*** Opening of Data to examine ***

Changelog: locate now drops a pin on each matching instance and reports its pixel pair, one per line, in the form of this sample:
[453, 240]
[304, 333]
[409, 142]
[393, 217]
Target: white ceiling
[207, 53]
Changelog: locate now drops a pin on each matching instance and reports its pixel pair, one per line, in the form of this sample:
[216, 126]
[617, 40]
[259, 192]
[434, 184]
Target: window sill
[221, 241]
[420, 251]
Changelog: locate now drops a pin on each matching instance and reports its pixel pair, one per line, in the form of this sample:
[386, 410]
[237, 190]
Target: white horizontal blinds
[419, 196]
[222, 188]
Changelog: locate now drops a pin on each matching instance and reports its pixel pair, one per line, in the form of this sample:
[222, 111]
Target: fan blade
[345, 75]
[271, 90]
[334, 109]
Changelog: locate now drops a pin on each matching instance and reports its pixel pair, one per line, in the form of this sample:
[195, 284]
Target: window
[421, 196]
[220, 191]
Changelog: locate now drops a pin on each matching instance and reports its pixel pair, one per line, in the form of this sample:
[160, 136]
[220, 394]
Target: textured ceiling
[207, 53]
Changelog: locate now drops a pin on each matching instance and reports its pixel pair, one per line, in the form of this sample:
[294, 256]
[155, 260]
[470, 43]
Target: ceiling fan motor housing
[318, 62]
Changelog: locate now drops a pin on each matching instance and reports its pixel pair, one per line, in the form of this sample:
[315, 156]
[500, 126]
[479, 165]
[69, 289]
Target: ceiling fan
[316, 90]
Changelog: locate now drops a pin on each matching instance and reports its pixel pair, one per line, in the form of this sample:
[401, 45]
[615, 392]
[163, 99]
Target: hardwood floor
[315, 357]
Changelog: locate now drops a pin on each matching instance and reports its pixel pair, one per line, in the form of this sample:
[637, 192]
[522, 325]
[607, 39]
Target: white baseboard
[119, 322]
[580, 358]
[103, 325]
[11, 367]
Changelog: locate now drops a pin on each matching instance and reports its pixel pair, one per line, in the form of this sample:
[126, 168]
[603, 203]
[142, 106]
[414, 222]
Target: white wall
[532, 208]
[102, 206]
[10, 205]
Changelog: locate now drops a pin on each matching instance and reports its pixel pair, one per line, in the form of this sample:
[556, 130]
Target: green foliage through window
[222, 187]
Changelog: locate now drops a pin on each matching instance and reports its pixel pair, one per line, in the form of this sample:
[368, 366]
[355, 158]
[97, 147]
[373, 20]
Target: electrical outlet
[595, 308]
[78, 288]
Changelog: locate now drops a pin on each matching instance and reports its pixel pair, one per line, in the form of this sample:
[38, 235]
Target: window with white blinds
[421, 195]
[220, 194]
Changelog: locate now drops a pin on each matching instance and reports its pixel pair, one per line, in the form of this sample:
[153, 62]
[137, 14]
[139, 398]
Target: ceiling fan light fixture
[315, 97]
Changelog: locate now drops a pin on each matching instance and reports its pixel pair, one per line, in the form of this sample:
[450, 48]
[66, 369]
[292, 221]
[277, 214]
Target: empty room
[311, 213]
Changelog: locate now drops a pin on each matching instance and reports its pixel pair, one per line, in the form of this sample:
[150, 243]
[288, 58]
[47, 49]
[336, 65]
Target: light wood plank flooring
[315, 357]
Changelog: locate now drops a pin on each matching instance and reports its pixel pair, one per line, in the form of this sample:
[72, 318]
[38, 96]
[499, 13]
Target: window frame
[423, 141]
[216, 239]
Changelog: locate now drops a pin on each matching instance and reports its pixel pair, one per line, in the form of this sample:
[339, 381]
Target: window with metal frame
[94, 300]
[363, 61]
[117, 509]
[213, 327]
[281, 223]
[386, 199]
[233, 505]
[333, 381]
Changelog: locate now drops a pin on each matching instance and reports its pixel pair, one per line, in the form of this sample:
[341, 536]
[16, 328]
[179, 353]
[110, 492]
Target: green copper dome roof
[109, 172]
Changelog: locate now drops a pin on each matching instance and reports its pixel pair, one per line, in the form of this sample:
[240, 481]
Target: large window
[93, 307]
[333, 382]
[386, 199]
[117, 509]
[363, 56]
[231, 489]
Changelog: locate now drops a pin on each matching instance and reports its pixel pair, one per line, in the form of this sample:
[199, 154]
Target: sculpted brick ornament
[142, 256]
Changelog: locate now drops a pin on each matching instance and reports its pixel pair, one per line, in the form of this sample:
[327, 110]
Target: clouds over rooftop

*** Close of Data to examine ***

All of the entries, from the first line to the last, should be duplicated exactly.

Changelog: locate now drops a pin on each matching instance and reports its pixel pair, one per line, in the form of this sample:
[453, 240]
[304, 333]
[409, 142]
[393, 217]
Target: white ceiling
[207, 53]
Changelog: locate now drops a pin on each matching instance and reports its pixel pair, one per line, in the form of this sample:
[216, 126]
[617, 40]
[259, 192]
[434, 184]
Target: window sill
[221, 241]
[420, 251]
Changelog: locate now drops a pin on each matching instance and reports its pixel pair, one per line, in the form of this sample:
[386, 410]
[237, 190]
Target: white horizontal blinds
[419, 196]
[222, 188]
Changelog: locate now drops a pin on each matching instance and reports its pixel pair, one per line, in the form of this sample:
[222, 111]
Target: fan blade
[345, 75]
[271, 90]
[334, 109]
Changelog: locate now drops a pin on each matching instance and reports its pixel pair, one per line, in the form of this sample:
[195, 284]
Target: window
[421, 196]
[220, 191]
Changelog: locate now drops a pin on each matching instance and reports its pixel pair, one per line, in the form of this sample:
[160, 136]
[220, 394]
Target: textured ceiling
[207, 53]
Changelog: locate now drops a pin on each matching instance and reports its pixel pair, one per line, in the form of this sample:
[294, 256]
[155, 260]
[470, 43]
Target: ceiling fan motor housing
[318, 62]
Changelog: locate now drops a pin on each matching instance and reports its pixel pair, one per line, in the form of this sample:
[315, 156]
[500, 126]
[479, 165]
[69, 289]
Target: ceiling fan
[316, 90]
Changelog: locate now drops a pin on each matching instance and reports its pixel pair, one per line, in the form of this sample:
[401, 45]
[615, 392]
[163, 99]
Target: hardwood floor
[315, 357]
Changelog: locate now drops a pin on each matching instance and reports its pixel pair, one per line, in the form of this sample:
[637, 192]
[522, 325]
[607, 39]
Target: white baseboard
[119, 322]
[580, 358]
[103, 325]
[11, 367]
Changelog: locate now drops a pin on each matching instance and reports its pixel pair, one per line, in the form of this sample:
[126, 168]
[603, 203]
[142, 106]
[414, 222]
Target: white wall
[532, 208]
[102, 206]
[10, 205]
Changelog: locate now drops a pin on each matching instance and reports its pixel pair, one per line, in the form of this sample:
[556, 130]
Target: green foliage through window
[222, 187]
Changelog: locate now drops a pin on each matching instance and reports its pixel pair, one per line, in the form of this sample:
[368, 366]
[355, 158]
[97, 147]
[373, 20]
Target: electrical outlet
[595, 308]
[78, 288]
Changelog: locate now drops a pin on each matching instance and reports its pixel pair, one per line, in the form of this sample:
[38, 235]
Target: window with white blinds
[421, 195]
[220, 194]
Changelog: locate now drops a pin on each matching instance and reports its pixel pair, one per line, in the form of this sample:
[153, 62]
[137, 14]
[139, 398]
Target: ceiling fan light fixture
[315, 97]
Changelog: locate now drops a pin on each matching instance and reports its pixel pair, one per line, in the form of this sample:
[450, 48]
[66, 369]
[292, 221]
[277, 214]
Target: empty room
[311, 213]
Changelog: locate now drops a pin on each matching instance and reports its pixel pair, one per line, in the form of this sample:
[150, 243]
[288, 58]
[47, 49]
[336, 65]
Target: light wood plank flooring
[315, 357]
Changelog: locate now drops a pin on each matching instance and reports its pixel pair, one per line, in the form of this sample:
[72, 318]
[38, 96]
[499, 13]
Target: window frame
[423, 141]
[216, 239]
Changelog: locate now drops a pin on each matching instance and reports its pixel pair, one per line, in the form of this sample:
[339, 381]
Target: window with metal frame
[94, 300]
[363, 61]
[117, 509]
[213, 327]
[281, 223]
[386, 199]
[233, 505]
[333, 381]
Changelog: locate now drops a pin on each matching instance and reports its pixel pair, one per line, in the form of this sample:
[341, 536]
[16, 328]
[179, 353]
[110, 492]
Target: green copper dome roof
[109, 172]
Changelog: locate now drops a pin on each matching instance and reports its pixel pair, one per line, in the form of this sample:
[240, 481]
Target: large window
[93, 307]
[333, 382]
[386, 199]
[117, 509]
[363, 56]
[231, 489]
Changelog: locate now drops a pin on each matching instance and reports its pixel pair, one per line, in the form of this sample:
[199, 154]
Target: sculpted brick ornament
[142, 256]
Changelog: locate now drops a pin on each matching instance and reports its pixel pair, one per line, in the form of this sample:
[327, 110]
Target: clouds over rooftop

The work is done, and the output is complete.